• [Point-based annotation data]:
————————

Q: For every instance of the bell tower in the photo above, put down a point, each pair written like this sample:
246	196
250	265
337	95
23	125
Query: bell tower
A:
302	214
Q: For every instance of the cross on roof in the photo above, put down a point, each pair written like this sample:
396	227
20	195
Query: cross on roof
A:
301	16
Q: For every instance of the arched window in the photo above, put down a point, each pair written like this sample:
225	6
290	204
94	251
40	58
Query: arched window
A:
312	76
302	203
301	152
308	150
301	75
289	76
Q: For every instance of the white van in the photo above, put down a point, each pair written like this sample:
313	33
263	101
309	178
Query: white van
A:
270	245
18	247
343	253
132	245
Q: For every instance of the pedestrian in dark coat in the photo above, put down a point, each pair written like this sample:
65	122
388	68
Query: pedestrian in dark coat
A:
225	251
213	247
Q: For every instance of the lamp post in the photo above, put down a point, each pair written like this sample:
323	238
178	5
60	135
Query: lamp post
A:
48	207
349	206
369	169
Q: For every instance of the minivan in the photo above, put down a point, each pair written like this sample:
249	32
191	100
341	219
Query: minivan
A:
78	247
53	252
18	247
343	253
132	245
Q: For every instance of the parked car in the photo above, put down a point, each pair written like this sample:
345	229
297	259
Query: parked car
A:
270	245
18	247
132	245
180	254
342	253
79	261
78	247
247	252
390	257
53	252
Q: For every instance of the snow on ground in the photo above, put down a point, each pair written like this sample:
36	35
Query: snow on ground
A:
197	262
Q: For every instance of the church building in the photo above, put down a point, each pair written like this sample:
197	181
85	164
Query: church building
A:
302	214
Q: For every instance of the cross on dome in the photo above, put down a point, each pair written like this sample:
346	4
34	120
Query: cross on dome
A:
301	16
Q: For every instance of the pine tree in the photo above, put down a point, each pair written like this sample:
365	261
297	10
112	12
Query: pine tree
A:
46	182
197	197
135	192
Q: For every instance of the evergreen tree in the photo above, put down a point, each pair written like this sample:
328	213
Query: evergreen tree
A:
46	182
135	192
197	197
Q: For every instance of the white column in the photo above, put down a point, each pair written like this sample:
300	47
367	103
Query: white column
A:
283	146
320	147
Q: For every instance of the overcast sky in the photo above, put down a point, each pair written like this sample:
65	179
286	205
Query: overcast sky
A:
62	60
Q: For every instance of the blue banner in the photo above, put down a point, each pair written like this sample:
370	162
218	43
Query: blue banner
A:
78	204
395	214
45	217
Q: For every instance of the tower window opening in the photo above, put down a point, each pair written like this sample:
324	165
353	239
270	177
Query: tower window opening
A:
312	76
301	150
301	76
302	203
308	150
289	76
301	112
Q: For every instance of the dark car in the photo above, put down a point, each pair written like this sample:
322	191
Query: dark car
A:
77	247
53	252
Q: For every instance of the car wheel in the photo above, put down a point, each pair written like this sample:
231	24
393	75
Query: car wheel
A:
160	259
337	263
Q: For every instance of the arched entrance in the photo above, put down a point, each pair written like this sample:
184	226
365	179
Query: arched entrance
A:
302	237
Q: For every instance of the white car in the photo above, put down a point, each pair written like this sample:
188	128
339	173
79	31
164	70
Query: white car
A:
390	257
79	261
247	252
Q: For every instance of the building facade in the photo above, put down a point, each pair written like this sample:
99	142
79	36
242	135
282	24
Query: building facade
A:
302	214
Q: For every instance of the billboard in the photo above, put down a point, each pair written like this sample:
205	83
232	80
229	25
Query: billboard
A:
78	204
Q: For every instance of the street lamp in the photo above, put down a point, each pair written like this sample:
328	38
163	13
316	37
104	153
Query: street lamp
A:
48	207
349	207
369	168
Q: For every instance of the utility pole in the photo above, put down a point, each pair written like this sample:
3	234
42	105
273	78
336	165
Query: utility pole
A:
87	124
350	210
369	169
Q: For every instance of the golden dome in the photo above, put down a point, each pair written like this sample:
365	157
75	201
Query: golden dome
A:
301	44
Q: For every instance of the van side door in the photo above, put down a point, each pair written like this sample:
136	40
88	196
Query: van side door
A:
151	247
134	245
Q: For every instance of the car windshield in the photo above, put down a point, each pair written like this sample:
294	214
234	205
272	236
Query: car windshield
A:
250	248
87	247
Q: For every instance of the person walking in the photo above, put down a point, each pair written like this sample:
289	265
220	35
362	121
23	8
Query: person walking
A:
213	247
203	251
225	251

————————

• [Exercise goal]: Would you copy out each line exactly as written?

• [Solution for this task]:
Q: For every instance of the bell tower in the photo above, put down a point, each pair written like this sample:
246	196
250	265
337	95
23	125
Query: bell tower
A:
302	214
Q: For every instance of the cross on roof in the photo above, put down a point, each pair written like this sample:
396	227
20	195
Query: cross on roof
A:
301	16
Q: For every instance of the arched window in the photo above, put down a point, each pair written like this sample:
225	6
290	204
94	251
40	58
Query: arched window
A:
312	76
302	203
301	152
308	150
301	75
289	76
Q: For every instance of the white van in the photo above, put down a point, each pair written like this sample:
313	33
263	101
309	178
Query: white van
A:
270	245
18	247
343	253
132	245
Q: For every instance of the pedestrian in dark coat in the photo above, put down a point, each pair written like this sample:
65	122
388	68
Query: pedestrian in dark coat
A:
225	251
213	247
Q: For every instance of the lamp post in the photo above, put down a point, each pair written like this sample:
323	238
178	5
60	135
Query: lamp post
A:
48	207
349	206
369	169
Q: For every instance of the minivan in the photo above, put down a point, each pair written like this sample:
249	32
191	100
341	219
Query: minivan
A:
78	247
53	252
18	247
343	253
132	245
Q: For every instance of the parked car in the photo above, put down a point, each pair written like this sample:
345	229
297	259
Query: parked car
A:
270	245
18	247
132	245
180	254
342	253
79	261
78	247
247	252
390	257
53	252
Q: For every instance of the snow on ground in the photo above, put down a point, each pair written like this sample:
36	35
Query: snow on ground
A:
197	262
Q: For every instance of the church building in the photo above, put down a point, each pair written like this sample:
197	181
85	164
Query: church building
A:
302	214
Q: For every instance of the cross on dome in the photo above, put down a point, each pair written like this sample:
346	4
34	120
Query: cross on dome
A:
301	16
Q: For every instance of the pine tree in the photo above, put down a point, each pair written like this sample:
365	261
297	10
112	12
Query: pine tree
A:
46	182
197	197
135	192
Q: For every instance of the evergreen tree in the photo above, put down a point, each pair written like this sample:
328	213
Query: evergreen tree
A:
46	182
135	192
197	197
Q: For every instance of the white column in the photo above, put down a point, each pair written like this sample:
300	47
367	103
Query: white column
A:
283	146
320	147
Q: For every instance of the overcast sky in the photo above, put down a point, each pair written like this sample:
65	179
286	205
Query: overcast sky
A:
62	60
Q: For every instance of the blue banner in the photo above, put down a point, each pair written like this sample:
370	162
218	43
Query: blue banner
A:
78	204
395	214
45	217
Q: For every instance of the tower window opening in the photo above, put down a point, each pair written like this sample:
324	165
353	239
270	177
Query: tower window opening
A:
312	76
301	150
301	76
302	203
308	150
289	76
301	112
Q: For every instance of the dark car in the photo above, put down a point, each pair written like this sample:
322	191
Query: dark car
A:
77	247
53	252
Q: For every instance of the car wheel in the photo above, put down a point, each pair written like this sample:
231	24
393	75
Query: car wheel
A:
160	259
337	263
Q: For every instance of the arched entrance in the photo above, put down a point, each pair written like this sample:
184	226
365	179
Query: arched entrance
A:
302	237
Q: For every instance of the white car in the photo above, put down a point, each pair written like this sample:
188	128
339	173
79	31
164	70
Query: white car
A:
390	257
79	261
247	252
Q: For every instance of the building facade in the photo above, put down a point, each pair written like this sample:
99	142
79	36
242	135
282	24
Query: building facade
A:
302	214
Q: For every instance of the billboard in the photo above, put down a point, each pair written like this sample:
205	83
232	80
229	25
Query: billboard
A:
78	204
Q: For every instance of the street lamp in the photo above, put down a point, each pair written like this sample:
328	38
163	13
316	37
104	153
Query: street lamp
A:
48	207
349	207
369	168
Q: For every instance of the utility pole in the photo above, put down a point, each pair written like this sample:
3	234
42	105
273	78
336	165
Query: utility pole
A:
87	124
350	210
369	169
Q: For every instance of the golden dome in the photo above, put down a point, each pair written like this sample:
365	157
75	201
Query: golden dome
A:
301	44
Q: For every instance of the van side door in the photo above, put down a point, each pair written like this sample:
136	40
88	196
Query: van side door
A:
151	247
134	245
Q: For every instance of the car windshield in the photo above, put down a point, each pair written like this sample:
294	214
234	205
272	236
Query: car windshield
A:
250	248
87	247
Q: For every instance of the person walking in the photo above, put down a point, each pair written like this sample:
289	265
220	35
362	121
23	8
Query: person walking
A:
213	247
203	251
225	251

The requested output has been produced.